■ Selected text ■
=== Begin Enclosure ===

# Getting Worried about Staying at Flamingo



## presley (Jul 21, 2013)

I have a reservation for Flamingo for just my son (16) and I.  We are going to a convention in LV and rather than stay where the convention is, I wanted to use my HGVC points.  I chose Flamingo because it is the closest to our convention according to google maps.

After reading recent reviews here and on Tripadvisor, it sounds like Flamingo is a terrible location for a mom and a teenage boy.  We will be out all day for up to 12 hours, but we will want a quiet room to crash and burn when we return.  It sounds like the Flamingo hotel next door will have thumping noise all night.  The Go pool is supposed to be very loud and have wet Tshirt contests and prostitutes walking around.  We do plan on being at the convention all day every day, but if we ever have a couple hours break, it would be nice to be able to return and maybe use the pool or just watch TV.


On Tripadvisor, the management only responded to people who posted about all the noise from the Flamingo hotel and Go Pool.  The response was basically, 'it's only like that Thursday - Sunday during the summer,' which is when we will be there.

I don't have a lot of choices right now.  It is less than 30 days out.  So, I can change my reservation for more points, but the only location I see available is LV strip.  It's a couple miles further away from where we will be during the day, but if it is nice a quiet and serene at night, it may be worth a switch.


----------



## RX8 (Jul 21, 2013)

I stayed at Flamingo as part of my VIP points.  I didn't have any issues with the noise at all, in fact the rooms were very quiet.... Of course it was January and there were no wet t-shirt contests going on.  

Being right in the middle of the strip you will also have issues with all those "dancer" cards that are everywhere.  If you want some separation from all that you mention then HGVC on the strip is my recommendation.  It has more of an upscale feel than Flamingo and has a great pool area.  When i was there last (in June) there were many places at the pool that were in the shade for most of the day.  We didn't use the tram but I believe it is across the strip and that may be an option to get to where you need to go.


----------



## buzglyd (Jul 21, 2013)

If I let my teenage boy read your post he would be asking me to go to Flamingo!


----------



## chriskre (Jul 21, 2013)

Presley the prostitutes are everywhere.

I was there Memorial Day weekend at Grand Chateau and it was seriously a revolving door of prostitutes.  I think this is the norm for that area.
I don't remember it being as obvious in years past but this year seemed to be a booming business.

The Tahiti Village looked like a much better choice for Families if you want peace and quiet away from the strip.   I'm sure there are other resorts that are off strip that would be nice too.  I think at Elara you'd have the same problem that we had in Grand Chateau since they are right across the street from each other.  

I don't think there is much you can do to shield his eyes from all the girls running around with the hoochie dresses on.  My brother spent the week pointing them out as if I couldn't tell myself.


----------



## presley (Jul 21, 2013)

RX8 said:


> Being right in the middle of the strip you will also have issues with all those "dancer" cards that are everywhere.  If you want some separation from all that you mention then HGVC on the strip is my recommendation.



I have changed the reservation to the Strip to avoid the Strip and the strip cards.

=== End Enclosure ===

■ What you need to do ■
Copy word for word the part of the Flamingo forum thread that opens with the words containing "## buzglyd (Jul" and closes with "for that area.".

■ Point localization data ■
=== Begin Enclosure ===

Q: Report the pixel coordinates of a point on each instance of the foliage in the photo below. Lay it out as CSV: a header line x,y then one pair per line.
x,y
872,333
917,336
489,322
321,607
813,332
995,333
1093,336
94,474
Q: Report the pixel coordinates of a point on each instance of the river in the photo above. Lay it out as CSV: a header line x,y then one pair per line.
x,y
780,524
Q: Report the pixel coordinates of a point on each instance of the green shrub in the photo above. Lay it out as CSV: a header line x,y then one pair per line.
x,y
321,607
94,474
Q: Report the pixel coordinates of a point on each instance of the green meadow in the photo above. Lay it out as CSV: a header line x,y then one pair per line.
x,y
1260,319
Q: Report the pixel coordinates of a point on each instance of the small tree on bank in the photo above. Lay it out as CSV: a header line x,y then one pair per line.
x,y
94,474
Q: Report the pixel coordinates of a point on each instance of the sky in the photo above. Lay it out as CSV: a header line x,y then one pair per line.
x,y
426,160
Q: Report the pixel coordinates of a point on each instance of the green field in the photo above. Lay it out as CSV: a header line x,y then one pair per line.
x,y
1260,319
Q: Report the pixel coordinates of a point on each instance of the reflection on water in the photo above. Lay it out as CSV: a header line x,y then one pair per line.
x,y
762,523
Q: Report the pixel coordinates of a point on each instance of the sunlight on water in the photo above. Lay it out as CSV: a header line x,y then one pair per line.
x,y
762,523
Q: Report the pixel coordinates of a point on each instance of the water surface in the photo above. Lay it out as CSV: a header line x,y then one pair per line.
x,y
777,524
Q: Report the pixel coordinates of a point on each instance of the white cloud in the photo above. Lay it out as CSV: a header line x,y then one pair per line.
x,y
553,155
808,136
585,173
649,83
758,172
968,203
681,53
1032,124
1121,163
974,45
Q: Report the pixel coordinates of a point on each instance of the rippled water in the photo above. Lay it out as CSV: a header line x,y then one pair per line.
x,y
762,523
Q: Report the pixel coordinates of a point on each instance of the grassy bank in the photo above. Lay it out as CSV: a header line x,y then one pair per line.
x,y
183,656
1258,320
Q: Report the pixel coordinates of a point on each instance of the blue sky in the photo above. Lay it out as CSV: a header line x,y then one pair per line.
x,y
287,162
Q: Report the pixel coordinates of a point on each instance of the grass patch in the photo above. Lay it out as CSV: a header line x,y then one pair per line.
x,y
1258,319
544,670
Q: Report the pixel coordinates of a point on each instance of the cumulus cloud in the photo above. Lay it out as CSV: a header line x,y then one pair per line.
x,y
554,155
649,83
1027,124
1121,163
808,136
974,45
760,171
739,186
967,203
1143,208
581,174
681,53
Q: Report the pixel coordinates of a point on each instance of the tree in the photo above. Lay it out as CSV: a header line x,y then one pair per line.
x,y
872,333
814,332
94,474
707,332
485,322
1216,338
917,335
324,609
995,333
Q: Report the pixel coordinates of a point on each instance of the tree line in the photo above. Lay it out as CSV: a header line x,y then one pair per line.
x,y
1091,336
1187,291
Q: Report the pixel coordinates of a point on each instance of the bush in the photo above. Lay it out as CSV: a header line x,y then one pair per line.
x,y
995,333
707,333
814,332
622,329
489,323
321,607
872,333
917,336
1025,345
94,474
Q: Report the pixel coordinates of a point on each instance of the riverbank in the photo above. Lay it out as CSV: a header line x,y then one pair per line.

=== End Enclosure ===

■ Result of the exercise ■
## buzglyd (Jul 21, 2013)

If I let my teenage boy read your post he would be asking me to go to Flamingo!


----------



## chriskre (Jul 21, 2013)

Presley the prostitutes are everywhere.

I was there Memorial Day weekend at Grand Chateau and it was seriously a revolving door of prostitutes.  I think this is the norm for that area.